Job
Please write out again the rows from the line holding "Please give the outline of every instance of the **flower" through the end of the rows, inclusive, requests and all, and give only those lines. Multiply every polygon coordinate in the answers by 2.3 and round to whole numbers, halves up, but leave the numbers in the requests and their format samples unchanged.

######

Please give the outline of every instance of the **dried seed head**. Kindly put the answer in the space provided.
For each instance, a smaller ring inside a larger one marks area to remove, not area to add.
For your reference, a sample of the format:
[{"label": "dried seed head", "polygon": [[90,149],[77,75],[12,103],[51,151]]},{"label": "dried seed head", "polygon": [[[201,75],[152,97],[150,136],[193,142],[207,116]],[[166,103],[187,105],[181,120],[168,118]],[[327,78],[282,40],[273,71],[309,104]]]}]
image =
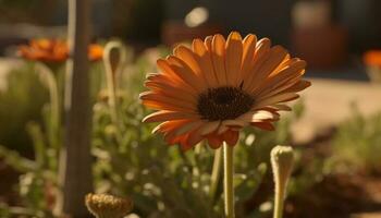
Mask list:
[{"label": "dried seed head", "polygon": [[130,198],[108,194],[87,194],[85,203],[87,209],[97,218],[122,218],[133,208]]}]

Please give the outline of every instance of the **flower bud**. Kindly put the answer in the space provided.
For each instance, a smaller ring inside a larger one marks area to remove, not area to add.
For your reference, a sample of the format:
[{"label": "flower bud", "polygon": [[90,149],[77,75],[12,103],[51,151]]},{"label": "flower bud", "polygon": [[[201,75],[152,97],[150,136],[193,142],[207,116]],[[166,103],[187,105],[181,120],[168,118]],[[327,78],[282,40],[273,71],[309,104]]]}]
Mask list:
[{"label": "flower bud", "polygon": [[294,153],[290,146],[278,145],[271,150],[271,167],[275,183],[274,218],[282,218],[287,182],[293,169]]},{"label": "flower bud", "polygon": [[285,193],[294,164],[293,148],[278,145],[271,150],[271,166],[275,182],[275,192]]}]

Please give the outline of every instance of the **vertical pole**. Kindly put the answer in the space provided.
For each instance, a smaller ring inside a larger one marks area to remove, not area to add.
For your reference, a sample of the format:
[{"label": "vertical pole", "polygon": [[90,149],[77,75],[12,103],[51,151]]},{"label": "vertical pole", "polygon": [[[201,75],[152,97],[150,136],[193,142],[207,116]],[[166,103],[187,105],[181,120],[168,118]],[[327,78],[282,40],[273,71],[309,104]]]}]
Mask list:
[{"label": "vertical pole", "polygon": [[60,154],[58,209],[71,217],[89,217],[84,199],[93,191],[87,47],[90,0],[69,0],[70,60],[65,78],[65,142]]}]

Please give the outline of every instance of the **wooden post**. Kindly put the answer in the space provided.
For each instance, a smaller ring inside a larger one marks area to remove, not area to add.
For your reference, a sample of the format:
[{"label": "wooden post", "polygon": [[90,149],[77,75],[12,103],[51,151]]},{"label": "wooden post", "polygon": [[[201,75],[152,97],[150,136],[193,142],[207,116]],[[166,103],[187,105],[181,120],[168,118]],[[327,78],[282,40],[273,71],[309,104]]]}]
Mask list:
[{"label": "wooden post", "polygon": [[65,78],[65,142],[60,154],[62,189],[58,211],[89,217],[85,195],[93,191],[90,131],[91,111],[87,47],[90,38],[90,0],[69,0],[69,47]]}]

######

Exercise solution
Please give the outline of every instance of the **flower bud**. Kindly put the answer in the space provided.
For each instance, a smaller ring inside a larger one marks area to remove, not area to add.
For your reference, a sample of the format:
[{"label": "flower bud", "polygon": [[90,149],[77,75],[12,103],[51,151]]},{"label": "flower bud", "polygon": [[[201,75],[152,97],[150,136],[193,142],[207,116]],[[166,103],[187,105],[181,120],[168,118]],[[327,78],[282,40],[273,71],[309,104]]]}]
Mask list:
[{"label": "flower bud", "polygon": [[676,352],[667,336],[639,334],[623,345],[623,384],[633,421],[630,501],[649,501],[660,419],[674,389]]},{"label": "flower bud", "polygon": [[656,444],[676,377],[674,340],[639,334],[623,345],[623,382],[633,419],[633,442]]}]

Please give the outline of every instance of the **vertical pole**. Kindly put the answer in the space provided.
For each instance, a smaller ring inside a larger one marks area to remove, not area to add.
For your reference, a sample of the format:
[{"label": "vertical pole", "polygon": [[90,149],[77,75],[12,103],[51,151]]},{"label": "vertical pole", "polygon": [[[201,75],[152,97],[150,136],[193,142],[207,116]],[[166,103],[187,105],[181,120],[168,118]],[[327,78],[282,40],[273,71],[309,104]]]}]
Mask list:
[{"label": "vertical pole", "polygon": [[138,354],[133,481],[163,499],[205,499],[193,458],[214,439],[200,108],[207,0],[159,0],[161,138],[150,179],[150,327]]}]

Please give the outline of every instance of the **wooden post**. Kindly put the answer in the space provided.
For each instance, a smaller ring inside a larger one marks area to remove, not area to add.
For your reference, a sample of the format:
[{"label": "wooden post", "polygon": [[90,149],[77,75],[12,103],[51,151]]},{"label": "wooden post", "polygon": [[[201,75],[152,97],[150,136],[193,142],[207,116]],[[166,103],[187,105],[181,120],[168,118]],[[327,78],[282,40],[273,71],[309,104]]]}]
Mask list:
[{"label": "wooden post", "polygon": [[150,179],[150,327],[138,354],[143,435],[133,485],[205,499],[196,449],[214,439],[207,301],[209,255],[200,108],[207,87],[207,0],[159,0],[159,108]]}]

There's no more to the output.